====== Given entries

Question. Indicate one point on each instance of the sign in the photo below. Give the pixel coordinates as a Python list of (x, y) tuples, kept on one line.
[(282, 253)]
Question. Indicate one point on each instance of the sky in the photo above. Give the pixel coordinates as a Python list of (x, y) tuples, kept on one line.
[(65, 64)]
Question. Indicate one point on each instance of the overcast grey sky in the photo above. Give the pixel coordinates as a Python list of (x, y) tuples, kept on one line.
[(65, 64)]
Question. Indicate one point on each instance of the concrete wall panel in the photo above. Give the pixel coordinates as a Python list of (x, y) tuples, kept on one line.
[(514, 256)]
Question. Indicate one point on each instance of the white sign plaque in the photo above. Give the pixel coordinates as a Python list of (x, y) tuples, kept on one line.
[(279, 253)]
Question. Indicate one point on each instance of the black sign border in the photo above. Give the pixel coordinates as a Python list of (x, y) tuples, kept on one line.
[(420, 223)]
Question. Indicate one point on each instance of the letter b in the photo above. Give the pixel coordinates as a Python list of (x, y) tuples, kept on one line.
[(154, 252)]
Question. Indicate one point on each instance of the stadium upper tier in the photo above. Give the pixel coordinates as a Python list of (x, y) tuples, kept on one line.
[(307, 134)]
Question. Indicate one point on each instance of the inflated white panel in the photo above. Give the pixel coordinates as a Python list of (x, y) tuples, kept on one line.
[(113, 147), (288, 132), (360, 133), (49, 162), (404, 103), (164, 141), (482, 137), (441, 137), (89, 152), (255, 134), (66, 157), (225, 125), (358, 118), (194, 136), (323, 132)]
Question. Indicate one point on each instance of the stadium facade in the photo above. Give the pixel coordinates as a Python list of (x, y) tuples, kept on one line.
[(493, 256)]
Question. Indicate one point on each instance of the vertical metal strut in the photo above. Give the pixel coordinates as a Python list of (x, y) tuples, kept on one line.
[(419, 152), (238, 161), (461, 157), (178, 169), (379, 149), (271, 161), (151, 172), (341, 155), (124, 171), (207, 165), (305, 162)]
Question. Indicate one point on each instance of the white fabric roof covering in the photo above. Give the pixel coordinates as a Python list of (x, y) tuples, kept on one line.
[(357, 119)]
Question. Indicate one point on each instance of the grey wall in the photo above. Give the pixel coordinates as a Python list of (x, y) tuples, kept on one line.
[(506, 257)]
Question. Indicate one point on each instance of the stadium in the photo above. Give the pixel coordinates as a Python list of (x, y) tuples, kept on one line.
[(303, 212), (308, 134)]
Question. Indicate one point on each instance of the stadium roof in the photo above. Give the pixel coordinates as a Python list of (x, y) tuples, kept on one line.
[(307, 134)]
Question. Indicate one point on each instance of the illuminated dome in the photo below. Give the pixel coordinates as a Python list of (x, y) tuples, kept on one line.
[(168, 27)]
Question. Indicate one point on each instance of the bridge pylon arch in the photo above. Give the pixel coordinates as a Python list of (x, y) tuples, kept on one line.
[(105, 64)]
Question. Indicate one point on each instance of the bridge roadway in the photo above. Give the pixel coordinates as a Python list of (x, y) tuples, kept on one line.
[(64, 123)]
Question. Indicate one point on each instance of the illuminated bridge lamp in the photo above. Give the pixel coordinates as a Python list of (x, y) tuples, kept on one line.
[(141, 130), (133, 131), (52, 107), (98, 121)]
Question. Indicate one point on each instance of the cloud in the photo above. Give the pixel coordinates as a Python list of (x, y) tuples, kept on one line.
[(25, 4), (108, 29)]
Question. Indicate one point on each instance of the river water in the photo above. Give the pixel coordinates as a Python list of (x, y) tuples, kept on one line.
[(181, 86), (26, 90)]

============

Arrange the lines above as a JSON list of strings, one string per line, skipping any blank lines.

[
  "Question. Indicate one point on each instance of the sign in the photo below. Give the pixel coordinates as a Python list of (x, y) tuples, kept on one line.",
  "[(282, 253)]",
  "Question. Indicate one point on each instance of the sky in the photo above. Give the pixel coordinates as a Python list of (x, y) tuples, kept on one line.",
  "[(65, 64)]",
  "Question. Indicate one point on each instance of the overcast grey sky in the photo above. Give the pixel coordinates as a Python list of (x, y) tuples, kept on one line.",
  "[(65, 64)]",
  "Question. Indicate one point on each instance of the concrete wall panel in the photo above. Give the pixel coordinates as a Python list of (x, y) tuples, kept on one line.",
  "[(514, 256)]",
  "Question. Indicate one point on each instance of the white sign plaque in the photo above. Give the pixel coordinates as a Python list of (x, y) tuples, kept on one line.",
  "[(279, 253)]",
  "Question. Indicate one point on each instance of the black sign border in the photo above. Give the pixel coordinates as a Python list of (x, y) tuples, kept on one line.",
  "[(420, 223)]",
  "Question. Indicate one point on each instance of the letter b in the photo above. Give the pixel coordinates as a Python list of (x, y) tuples, kept on one line.",
  "[(154, 252)]",
  "Question. Indicate one point on each instance of the stadium upper tier in the photo above. Give the pixel coordinates as a Python list of (x, y) tuples, kept on one line.",
  "[(307, 134)]",
  "Question. Indicate one point on each instance of the inflated white panel in the photo above. Give the pixel coordinates as a Python list of (x, y) tuples, kept on one line.",
  "[(113, 147), (288, 132), (360, 133), (49, 162), (404, 103), (164, 141), (482, 137), (441, 137), (89, 152), (255, 134), (66, 157), (225, 125), (358, 118), (194, 136), (323, 132)]",
  "Question. Indicate one point on each instance of the stadium facade in the photo above. Give the pixel coordinates as a Python list of (x, y) tuples, kept on one line.",
  "[(493, 256)]",
  "Question. Indicate one point on each instance of the vertical metal strut in the photo above. Give the pixel coordinates as a Python list of (x, y) tuples, kept on one line.",
  "[(419, 152), (238, 161), (461, 157), (178, 169), (379, 149), (271, 161), (151, 172), (341, 155), (124, 171), (207, 165), (305, 162)]",
  "Question. Indicate one point on each instance of the white fabric roof covering in the photo above. Give the pixel coordinates as a Python list of (x, y) tuples, kept on one line.",
  "[(357, 119)]",
  "Question. Indicate one point on each instance of the grey wall in the photo above. Give the pixel coordinates as a Python list of (x, y) tuples, kept on one line.",
  "[(506, 257)]",
  "Question. Indicate one point on each instance of the stadium in the photo above. Give the pixel coordinates as a Python list of (x, y) tuples, kept on one line.",
  "[(303, 212), (308, 134)]",
  "Question. Indicate one point on each instance of the stadium roof in the photo above. Give the pixel coordinates as a Python list of (x, y) tuples, kept on one line.",
  "[(307, 134)]",
  "Question. Indicate one point on each instance of the illuminated dome in the photo below. Give the pixel coordinates as a Python list of (x, y) tuples, kept on one line.",
  "[(168, 27)]",
  "Question. Indicate one point on each instance of the bridge pylon arch in the photo above. Give the pixel coordinates as a Python list of (x, y) tuples, kept on one line.",
  "[(105, 64)]",
  "Question. Indicate one point on each instance of the bridge roadway in the photo above. Give the pixel coordinates as a Python list of (x, y) tuples, kept on one line.",
  "[(64, 123)]",
  "Question. Indicate one point on each instance of the illuminated bridge lamp in the photo above. Give the pixel coordinates as a Python list of (x, y) tuples, kept on one line.",
  "[(141, 130), (133, 131), (52, 107), (98, 121)]",
  "Question. Indicate one point on each instance of the cloud in the photo above. Give the pixel coordinates as a Python list of (x, y) tuples, kept on one line.",
  "[(25, 4), (108, 29)]",
  "Question. Indicate one point on each instance of the river water in the photo above. Give the pixel coordinates as a Python list of (x, y) tuples, kept on one line.",
  "[(181, 86), (26, 90)]"
]